Written request
Please list every feature that the travel excerpt below says was created when the Castello Bufalini garden was remodeled at the end of the 17th century.

Discover the hidden medieval pathways of Citerna

Perched strategically on top of a hill overlooking the Upper Tiber Valley and very close to the border with Tuscany, Citerna is a village with a history covering multiple civilisations. 

During the Middle Ages it was heavily contested by local ruling families, and it’s from this time that a lot of the village dates from. 

One of the things that Citerna is famous for is its unique medieval walkway or Camminamento Medievale, a set of covered passageways dating back to the Middle Ages. 

These passageways follow an ancient walking route that goes below the buildings that make up the defensive walls of the village. 

As you walk through the dark passages, the views through the arches or loggias over the Umbrian hills are stunning, so make sure you stop every so often to take them in. 

Walking through these passageways at sunset is absolutely magical.

Visit Bufalini Castle in San Giustino

San Giustino is located right next to the border with Tuscany, and it’s famous for the imposing castle that sits in the heart of this ancient village.

Originally a fortress built in the Middle Ages, Castello Bufalini was turned into a grand castle by the Bufalini family. The renovations that gave its current appearance occurred in the 16th century, and resulted in a commanding yet elegant castle with a refined garden.

The garden was completely remodelled at the end of the 17th century, with the creation of rose gardens, green galleries, fountains and niches with mosaics, and a box hedge labyrinth. 

You can still find these features in the garden today, including the 400-year-old box maze and hedges trimmed in the shape of the Bufalini family’s coat of arms.

The interior of the castle is just as opulent, with a grand Great Hall containing a throne, and a rich Baroque room called Gallery of Strong Women, which celebrates both historical and contemporary prominent female figures. This was, of course, my favourite room.

It is only open for visits on weekends, but I was there on a weekday and was really fortunate to have been given a tour of the castle and gardens by Elio, the castle caretaker, who very kindly offered to show me around.

Learn about Italy’s last anarchist republic in Cospaia

Just outside of the village of San Giustino, we can find a place with a curious history. This place is the minuscule former Republic of Cospaia, a strip of land just 4 kilometres long and 700 metres wide.

This Republic was the result of a human error when establishing the borders between the Papal States and the Grand Duchy of Tuscany back in 1440. This error created an independent and anarchic ‘no man’s land’ that lasted over 400 years.

The Republic of Cospaia was the very first place in Italy where tobacco was planted with seed brought from Spain. This new crop brought a lot of prosperity to the area and tobacco became an integral part of San Giustino’s industries.

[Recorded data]
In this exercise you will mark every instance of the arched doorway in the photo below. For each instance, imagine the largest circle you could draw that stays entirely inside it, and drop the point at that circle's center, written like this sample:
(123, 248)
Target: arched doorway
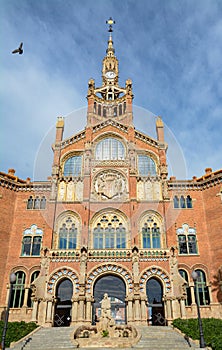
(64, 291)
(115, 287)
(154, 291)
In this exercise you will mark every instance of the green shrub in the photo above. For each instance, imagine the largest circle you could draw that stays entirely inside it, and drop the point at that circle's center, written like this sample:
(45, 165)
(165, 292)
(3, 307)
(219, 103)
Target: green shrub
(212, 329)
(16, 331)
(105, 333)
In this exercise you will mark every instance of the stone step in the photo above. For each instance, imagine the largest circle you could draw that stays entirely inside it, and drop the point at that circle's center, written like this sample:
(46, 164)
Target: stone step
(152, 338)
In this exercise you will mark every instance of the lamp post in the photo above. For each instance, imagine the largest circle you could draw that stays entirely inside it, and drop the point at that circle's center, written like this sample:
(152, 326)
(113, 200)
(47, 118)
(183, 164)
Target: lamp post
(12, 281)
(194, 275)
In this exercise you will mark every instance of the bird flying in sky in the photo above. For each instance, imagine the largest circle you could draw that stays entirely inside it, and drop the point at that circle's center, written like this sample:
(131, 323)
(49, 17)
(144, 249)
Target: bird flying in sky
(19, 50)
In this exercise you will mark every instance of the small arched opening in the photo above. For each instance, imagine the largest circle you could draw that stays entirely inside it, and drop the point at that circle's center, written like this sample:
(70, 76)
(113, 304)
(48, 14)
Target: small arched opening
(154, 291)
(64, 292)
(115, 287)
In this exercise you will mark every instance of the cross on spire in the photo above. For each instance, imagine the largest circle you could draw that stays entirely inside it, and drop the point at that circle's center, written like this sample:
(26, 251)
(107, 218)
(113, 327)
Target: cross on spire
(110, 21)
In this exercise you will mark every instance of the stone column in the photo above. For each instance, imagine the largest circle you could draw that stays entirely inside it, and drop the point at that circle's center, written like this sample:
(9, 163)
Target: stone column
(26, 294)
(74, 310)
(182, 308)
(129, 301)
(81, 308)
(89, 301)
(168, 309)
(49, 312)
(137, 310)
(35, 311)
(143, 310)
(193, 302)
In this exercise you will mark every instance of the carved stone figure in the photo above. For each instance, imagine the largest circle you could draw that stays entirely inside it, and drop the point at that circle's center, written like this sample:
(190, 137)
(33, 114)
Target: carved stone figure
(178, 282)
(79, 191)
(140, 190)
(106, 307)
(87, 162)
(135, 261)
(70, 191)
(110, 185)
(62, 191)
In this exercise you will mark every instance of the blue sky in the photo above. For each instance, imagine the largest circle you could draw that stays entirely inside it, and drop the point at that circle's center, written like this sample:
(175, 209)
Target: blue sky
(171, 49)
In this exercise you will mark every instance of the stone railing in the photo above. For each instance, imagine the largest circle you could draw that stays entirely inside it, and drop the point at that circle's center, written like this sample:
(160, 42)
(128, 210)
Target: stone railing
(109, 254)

Result
- Rose gardens
- Green galleries
- Fountains and niches with mosaics
- A box hedge labyrinth